Aim.
Reproduce each line of the records below word for word, leaving the pictures out of your answer.

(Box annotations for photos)
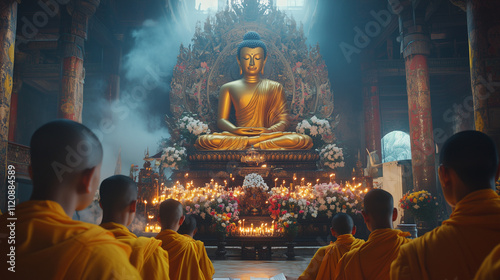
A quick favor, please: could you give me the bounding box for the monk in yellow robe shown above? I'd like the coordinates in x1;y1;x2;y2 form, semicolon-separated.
474;245;500;280
335;189;410;280
314;213;365;280
99;175;169;280
177;215;215;279
195;31;313;150
156;199;206;280
391;131;500;279
0;120;141;279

Written answer.
A quick favor, please: could you give me the bounding box for the monk in yellow robe shown above? I'd like the coordinates in x1;y1;x2;y2 form, semicolon-separated.
474;245;500;280
335;189;410;280
314;213;365;280
99;175;169;280
177;215;215;279
195;31;313;150
156;199;206;280
391;131;500;279
0;120;141;279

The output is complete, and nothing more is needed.